PROBLEM TO SOLVE: Output the data verbatim, starting at its first line and ending at the line that contains "[(163, 171), (123, 177), (104, 243), (129, 265), (201, 243)]", with both end lines included.

SUPPLIED RECORDS:
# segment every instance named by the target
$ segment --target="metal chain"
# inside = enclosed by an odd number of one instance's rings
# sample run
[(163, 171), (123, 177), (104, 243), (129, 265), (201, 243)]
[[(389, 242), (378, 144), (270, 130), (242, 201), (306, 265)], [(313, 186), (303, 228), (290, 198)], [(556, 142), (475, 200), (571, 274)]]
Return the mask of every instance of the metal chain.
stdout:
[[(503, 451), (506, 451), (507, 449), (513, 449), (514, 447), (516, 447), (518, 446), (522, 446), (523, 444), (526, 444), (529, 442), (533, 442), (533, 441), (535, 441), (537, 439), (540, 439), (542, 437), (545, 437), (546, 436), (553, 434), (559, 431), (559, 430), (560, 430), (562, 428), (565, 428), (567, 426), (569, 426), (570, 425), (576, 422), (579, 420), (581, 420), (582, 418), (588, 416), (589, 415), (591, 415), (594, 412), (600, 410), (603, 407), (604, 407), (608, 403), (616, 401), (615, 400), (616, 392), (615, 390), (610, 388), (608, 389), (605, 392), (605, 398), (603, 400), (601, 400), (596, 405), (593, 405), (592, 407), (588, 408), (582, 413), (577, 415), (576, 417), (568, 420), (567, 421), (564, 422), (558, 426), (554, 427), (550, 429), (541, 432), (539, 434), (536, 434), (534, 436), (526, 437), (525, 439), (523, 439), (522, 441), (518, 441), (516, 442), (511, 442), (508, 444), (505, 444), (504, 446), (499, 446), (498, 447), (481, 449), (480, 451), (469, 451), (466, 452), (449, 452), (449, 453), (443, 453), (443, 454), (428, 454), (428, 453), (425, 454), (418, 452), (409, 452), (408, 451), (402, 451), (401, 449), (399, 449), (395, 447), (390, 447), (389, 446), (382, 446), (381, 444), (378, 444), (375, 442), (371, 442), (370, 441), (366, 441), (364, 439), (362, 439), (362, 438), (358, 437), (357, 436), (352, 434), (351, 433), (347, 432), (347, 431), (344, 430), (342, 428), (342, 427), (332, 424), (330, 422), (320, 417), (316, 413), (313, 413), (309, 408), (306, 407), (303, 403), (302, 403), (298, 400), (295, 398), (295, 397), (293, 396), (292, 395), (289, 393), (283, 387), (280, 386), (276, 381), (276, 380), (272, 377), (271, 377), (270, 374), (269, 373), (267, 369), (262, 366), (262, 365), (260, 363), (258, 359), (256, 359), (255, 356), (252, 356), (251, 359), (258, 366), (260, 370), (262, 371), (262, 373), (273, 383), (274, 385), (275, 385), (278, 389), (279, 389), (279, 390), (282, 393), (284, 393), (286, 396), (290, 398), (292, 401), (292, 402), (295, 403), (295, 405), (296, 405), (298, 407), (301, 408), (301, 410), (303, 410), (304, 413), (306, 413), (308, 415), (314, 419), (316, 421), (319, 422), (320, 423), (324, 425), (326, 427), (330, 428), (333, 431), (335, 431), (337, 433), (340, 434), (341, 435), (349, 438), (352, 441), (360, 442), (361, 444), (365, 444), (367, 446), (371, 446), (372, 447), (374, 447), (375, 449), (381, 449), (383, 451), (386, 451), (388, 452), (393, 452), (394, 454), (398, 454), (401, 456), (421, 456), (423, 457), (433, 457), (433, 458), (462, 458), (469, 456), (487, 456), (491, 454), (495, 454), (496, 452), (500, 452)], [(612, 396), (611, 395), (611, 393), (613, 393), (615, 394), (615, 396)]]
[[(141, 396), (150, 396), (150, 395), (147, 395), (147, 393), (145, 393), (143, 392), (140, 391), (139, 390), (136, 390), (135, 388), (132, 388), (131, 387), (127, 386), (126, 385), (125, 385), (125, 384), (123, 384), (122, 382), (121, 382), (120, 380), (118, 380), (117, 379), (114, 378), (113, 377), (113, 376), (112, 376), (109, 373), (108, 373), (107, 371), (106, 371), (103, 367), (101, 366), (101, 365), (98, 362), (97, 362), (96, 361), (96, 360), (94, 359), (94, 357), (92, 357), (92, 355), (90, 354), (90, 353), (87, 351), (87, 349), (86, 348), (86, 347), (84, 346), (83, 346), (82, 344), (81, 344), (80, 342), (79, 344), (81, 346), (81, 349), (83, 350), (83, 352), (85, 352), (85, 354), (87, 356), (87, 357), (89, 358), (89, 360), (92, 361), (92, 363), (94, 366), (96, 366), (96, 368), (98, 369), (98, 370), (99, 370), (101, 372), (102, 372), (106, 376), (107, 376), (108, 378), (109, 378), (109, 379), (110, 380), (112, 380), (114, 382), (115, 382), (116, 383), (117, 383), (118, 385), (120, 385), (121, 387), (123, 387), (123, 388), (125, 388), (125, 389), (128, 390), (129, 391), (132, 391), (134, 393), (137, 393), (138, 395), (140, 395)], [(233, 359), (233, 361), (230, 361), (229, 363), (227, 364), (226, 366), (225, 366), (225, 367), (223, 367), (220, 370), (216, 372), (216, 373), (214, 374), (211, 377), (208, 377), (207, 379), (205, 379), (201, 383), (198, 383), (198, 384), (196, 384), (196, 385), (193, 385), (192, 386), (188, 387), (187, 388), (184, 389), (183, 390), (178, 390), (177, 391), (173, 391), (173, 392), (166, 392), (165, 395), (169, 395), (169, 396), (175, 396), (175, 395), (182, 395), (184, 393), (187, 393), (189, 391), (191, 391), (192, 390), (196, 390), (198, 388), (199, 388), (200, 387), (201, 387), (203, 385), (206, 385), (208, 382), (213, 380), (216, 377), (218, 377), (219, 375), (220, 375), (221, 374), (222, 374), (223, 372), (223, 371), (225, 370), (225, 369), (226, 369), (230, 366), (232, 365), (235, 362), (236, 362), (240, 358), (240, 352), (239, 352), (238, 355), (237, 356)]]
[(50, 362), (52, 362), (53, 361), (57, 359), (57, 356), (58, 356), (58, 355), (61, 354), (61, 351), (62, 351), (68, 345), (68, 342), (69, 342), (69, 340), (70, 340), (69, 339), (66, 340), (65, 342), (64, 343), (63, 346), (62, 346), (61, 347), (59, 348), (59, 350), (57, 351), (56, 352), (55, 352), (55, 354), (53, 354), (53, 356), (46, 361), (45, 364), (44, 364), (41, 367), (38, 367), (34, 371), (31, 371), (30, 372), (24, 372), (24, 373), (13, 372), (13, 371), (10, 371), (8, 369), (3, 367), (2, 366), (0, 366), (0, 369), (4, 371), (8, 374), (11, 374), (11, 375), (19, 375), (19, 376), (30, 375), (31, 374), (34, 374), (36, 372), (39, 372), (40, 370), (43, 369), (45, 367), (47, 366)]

RESPONSE FOR THIS EXERCISE:
# segment every instance named by the target
$ segment --target="metal chain"
# inside = enclosed by an odd number of one instance's rings
# sample run
[(163, 171), (123, 177), (104, 243), (129, 265), (201, 243)]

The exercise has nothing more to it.